### Text under study
- The National League of Cities (NLC) is calling on Congress to issue $500 million in direct and flexible funding to local governments of all sizes over the next two years, NLC President Joe Buscaino said on a Tuesday press call, calling the move "appropriate and necessary."
- The press call was held to discuss the findings of NLC's new COVID-19 Local Impacts Survey of 1,100 U.S. municipalities. Key findings include: 1.5 million public sector jobs have been lost since March; 70% of cities have still not received support from the Coronavirus Aid, Relief, and Economic Security (CARES) Act; and personal protective equipment (PPE) and disinfecting services have been the most significant unexpected expenditures for 70% of cities.
- The survey also found the number of cities that are adjusting or cutting spending in the following areas:
NLC and the U.S. Conference of Mayors conducted a survey in April of more than 2,400 local officials, of which 88% said they anticipate the coronavirus pandemic to lead to "painful reductions in revenue this year" — a prediction that turned into reality.
While the $2 trillion CARES Act promised local government funding when it was passed in March, only 36 cities of more than 19,000 nationally received funding for meeting a population requirement of 500,000 or more residents. In many states, including South Carolina, no city or town received CARES Act funding.

### Dataset
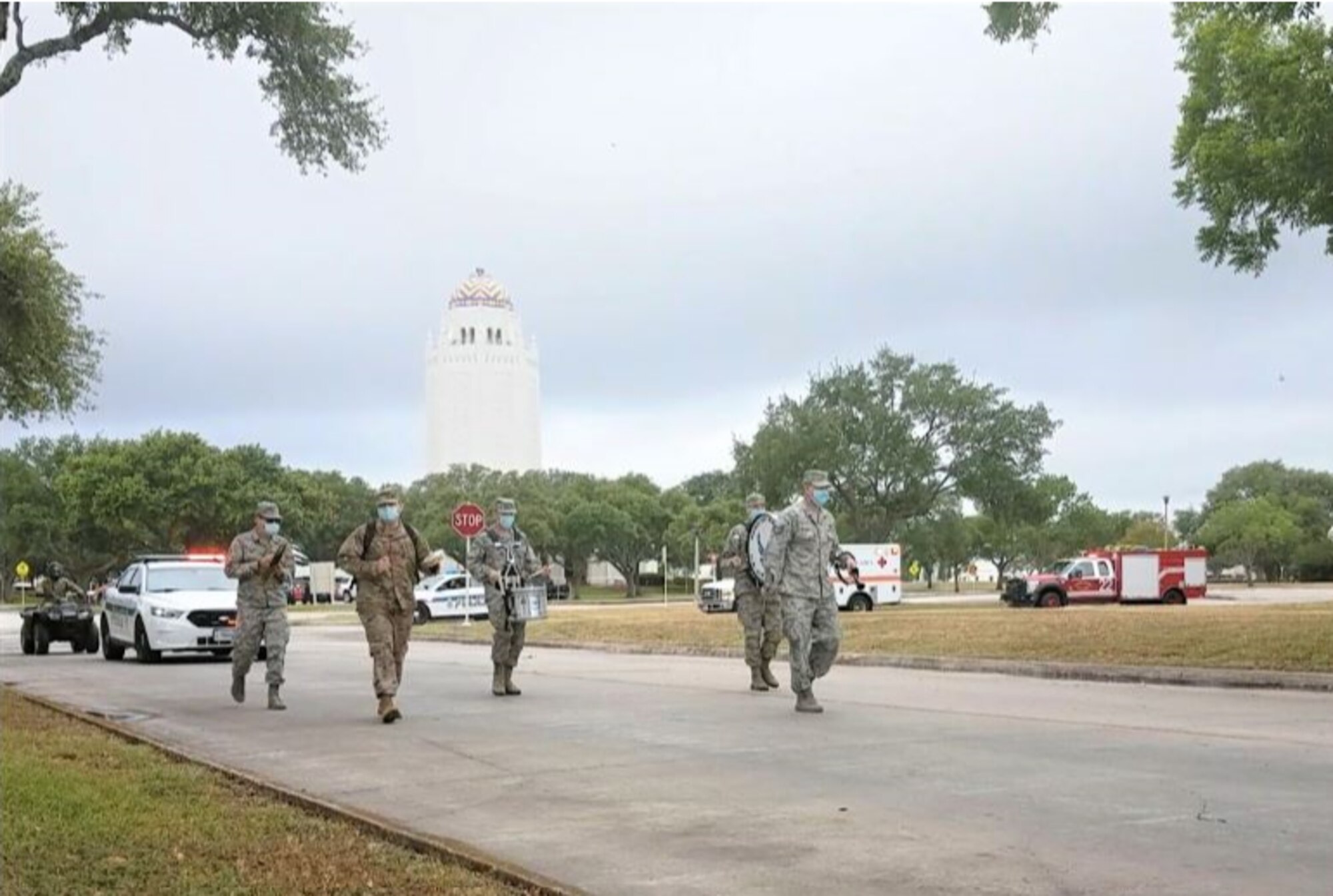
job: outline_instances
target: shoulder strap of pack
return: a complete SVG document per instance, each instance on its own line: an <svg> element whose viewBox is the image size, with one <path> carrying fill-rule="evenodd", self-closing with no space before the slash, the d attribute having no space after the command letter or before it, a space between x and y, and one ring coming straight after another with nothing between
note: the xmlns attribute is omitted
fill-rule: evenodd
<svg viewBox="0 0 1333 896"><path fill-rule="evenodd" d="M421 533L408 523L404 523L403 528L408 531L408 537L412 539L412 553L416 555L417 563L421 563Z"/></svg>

* * *

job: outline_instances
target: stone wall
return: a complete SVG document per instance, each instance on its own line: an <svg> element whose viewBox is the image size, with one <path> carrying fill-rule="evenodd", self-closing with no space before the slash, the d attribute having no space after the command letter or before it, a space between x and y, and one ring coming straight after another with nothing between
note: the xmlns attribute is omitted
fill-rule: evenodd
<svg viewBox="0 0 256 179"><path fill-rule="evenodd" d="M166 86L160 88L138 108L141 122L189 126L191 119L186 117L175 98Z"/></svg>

...

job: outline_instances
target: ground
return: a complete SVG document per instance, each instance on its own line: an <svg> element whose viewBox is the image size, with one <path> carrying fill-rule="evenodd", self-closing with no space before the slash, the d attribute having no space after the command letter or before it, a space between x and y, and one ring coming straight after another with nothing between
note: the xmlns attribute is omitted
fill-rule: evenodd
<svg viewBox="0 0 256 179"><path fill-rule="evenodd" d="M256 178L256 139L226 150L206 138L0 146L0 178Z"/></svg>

### Problems to work on
A. List the key findings from NLC's COVID-19 Local Impacts Survey that the news text on city funding presents as key findings.
B. Please pick up the news text on city funding after its final sentence and carry it forward.

### Responses for each task
A.
- 1.5 million public sector jobs have been lost since March.
- 70% of cities have still not received support from the Coronavirus Aid, Relief, and Economic Security (CARES) Act.
- Personal protective equipment (PPE) and disinfecting services have been the most significant unexpected expenditures for 70% of cities.

B.
"The funding from the CARES Act offered an important lifeline for cities, but only if you were lucky enough for your city to receive funds," said Kathy Maness, Lexington, SC council member and first vice president of NLC, on the press call. "My city hasn’t received any yet."
Maness said this lack of more widespread funding has left NLC "fired up and ready to go fight," and the findings of the local impacts survey helped to highlight the reality of the situation for cities: If Congress fails to provide more federal funding to America's cities and towns, the impacts will be catastrophic.
Critical infrastructure is a key at-risk area as 65% of surveyed cities look to delay or cancel their infrastructure projects, which could create an "economic ripple effect" if actions aren't taken to support capital expenditures and projects, Maness said. "I hate to say it, but the latest COVID-19 financial impact data we’re sharing with you today is painting a dire picture for our infrastructure future."
She acknowledged that House Democrats passed a $1.5 trillion infrastructure bill this week — a larger version of the previously unveiled Moving Forward Act — but said she hopes to see the bill "go further and include more robust language" around investments.
Vince Williams, mayor of Union City, GA and second vice president of NLC, encouraged federal leaders to look past the numbers to the people impacted by a lack of funding, such as family, friends, neighbors, communities and dedicated workers.
“One of the things I want to share today to all of our federal representatives: Many of you did not grow up or do not live in a city [of 500,000 residents]," Williams said on the call. "You were sent to Washington to do the bidding for small towns that groomed you, that prepared you, that supported you each and every step of the way.”
And it's not just federal leaders who must step up to the plate, the speakers said. NLC found that 24 states have yet to announce if they plan to distribute their CARES Act funds to local governments. Meanwhile, Florida, Hawaii, North Carolina and Missouri have transferred their CARES Act funds to county governments, leaving local governments completely out of the equation, said Williams.
This issue is exacerbated when the promise of more federal funding is unclear, he added.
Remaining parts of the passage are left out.